Text excerpt =
+---+

Generally, a conductor layer in a semiconductor device is formed by utilizing a polycide having a low resistivity. In order to make the polycide, a polysilicon film is formed on a silicon substrate, after which the impurity is implanted therein. Next, a tungsten silicide film having a W-Six structure is formed on the polysilicon film.
However, as semiconductor device integration is increased, the thickness of the polysilicon film must be decreased. In particular, the polysilicon film must be formed in a thickness of less than 500 .ANG. in a semiconductor device having over 64M DRAM. However, if the thickness of the polysilicon film is formed in a thickness of less than 1000 .ANG., the resistivity thereof increases rapidly. As a result, while it is possible to decrease the thickness of the polysilicon film, the resistivity thereof is undesirably increased.

+---+

Extracted information =

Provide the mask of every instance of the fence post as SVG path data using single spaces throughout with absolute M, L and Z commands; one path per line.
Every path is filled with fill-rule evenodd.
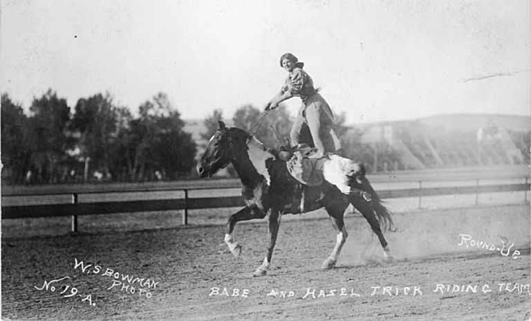
M 185 211 L 183 212 L 183 225 L 188 224 L 188 190 L 185 191 Z
M 77 203 L 77 193 L 72 194 L 72 203 Z M 77 215 L 72 215 L 72 232 L 77 232 Z
M 479 205 L 479 178 L 476 178 L 476 205 Z

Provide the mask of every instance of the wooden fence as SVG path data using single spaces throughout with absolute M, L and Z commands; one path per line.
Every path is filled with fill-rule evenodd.
M 520 174 L 520 173 L 519 173 Z M 482 175 L 481 179 L 488 179 L 492 178 L 490 176 Z M 411 176 L 410 178 L 412 178 Z M 514 178 L 516 176 L 513 175 Z M 378 195 L 382 199 L 397 199 L 397 198 L 411 198 L 418 197 L 419 207 L 422 204 L 422 196 L 442 196 L 452 194 L 476 194 L 476 204 L 478 204 L 478 195 L 481 193 L 493 193 L 503 192 L 524 192 L 524 202 L 528 201 L 527 191 L 530 190 L 530 185 L 528 177 L 519 176 L 522 181 L 525 179 L 525 183 L 510 183 L 510 184 L 496 184 L 496 185 L 482 185 L 479 184 L 479 179 L 476 178 L 476 185 L 472 186 L 453 186 L 453 187 L 422 187 L 422 181 L 416 181 L 418 183 L 416 188 L 407 189 L 393 189 L 378 190 Z M 507 176 L 504 176 L 507 178 Z M 441 180 L 439 177 L 439 181 Z M 454 176 L 454 178 L 456 177 Z M 494 178 L 499 178 L 495 177 Z M 470 177 L 459 177 L 457 179 L 469 180 Z M 375 181 L 375 180 L 373 180 Z M 375 181 L 383 181 L 383 179 Z M 388 178 L 388 181 L 392 181 Z M 435 179 L 427 179 L 427 181 L 437 181 Z M 400 181 L 411 181 L 407 180 L 400 180 Z M 189 210 L 204 209 L 204 208 L 219 208 L 242 206 L 243 201 L 239 196 L 223 196 L 223 197 L 189 197 L 189 192 L 192 190 L 213 190 L 213 189 L 227 189 L 239 187 L 240 183 L 237 181 L 225 180 L 223 181 L 213 182 L 210 184 L 203 184 L 203 186 L 194 187 L 193 183 L 187 183 L 185 187 L 171 187 L 169 188 L 153 188 L 153 187 L 143 188 L 137 186 L 136 188 L 116 188 L 116 189 L 100 189 L 100 190 L 94 190 L 89 189 L 82 190 L 58 190 L 55 192 L 49 191 L 17 191 L 11 190 L 10 192 L 3 193 L 2 197 L 9 196 L 32 196 L 43 195 L 71 195 L 71 202 L 70 203 L 60 204 L 45 204 L 45 205 L 6 205 L 2 206 L 2 219 L 18 219 L 24 217 L 71 217 L 72 231 L 77 231 L 77 216 L 90 215 L 95 214 L 113 214 L 113 213 L 128 213 L 138 212 L 154 212 L 166 210 L 183 210 L 183 224 L 187 224 L 188 221 Z M 111 193 L 125 193 L 125 192 L 180 192 L 183 193 L 183 198 L 171 199 L 158 199 L 158 200 L 140 200 L 140 201 L 104 201 L 93 203 L 80 203 L 78 201 L 80 194 L 105 194 Z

+---+

What this task involves = Pick up the passage on polycide conductor layers in semiconductor devices after its final sentence and carry it forward. The listing above comes from a separate source, unrelated to the text on polycide conductor layers.

Task result =
On the other hand, the major factors in determining the resistivity of the polysilicon film are its impurity density, thickness and the grain size of the film. Assuming that the impurity density in the polysilicon film is constant in saturation, the resistance is determined according to the thickness and the grain size of the film. That is, the thickness and the grain size of the polysilicon film are directly and closely related to each other in the following manner. The thicker the polysilicon film is, the larger the grain size will be, and conversely, the thinner the polysilicon film, the smaller the grain size. Furthermore, if the grain size of the polysilicon film is small, the density of the grain in the bulk is relatively increased and the trapping phenomenon of the carrier is extreme, thereby increasing the resistivity of the polysilicon film.
Accordingly, there is a great need to decrease the resistivity of the conductor layer to increase speed, especially when the thickness of the polysilicon film is made less than 1000 .ANG..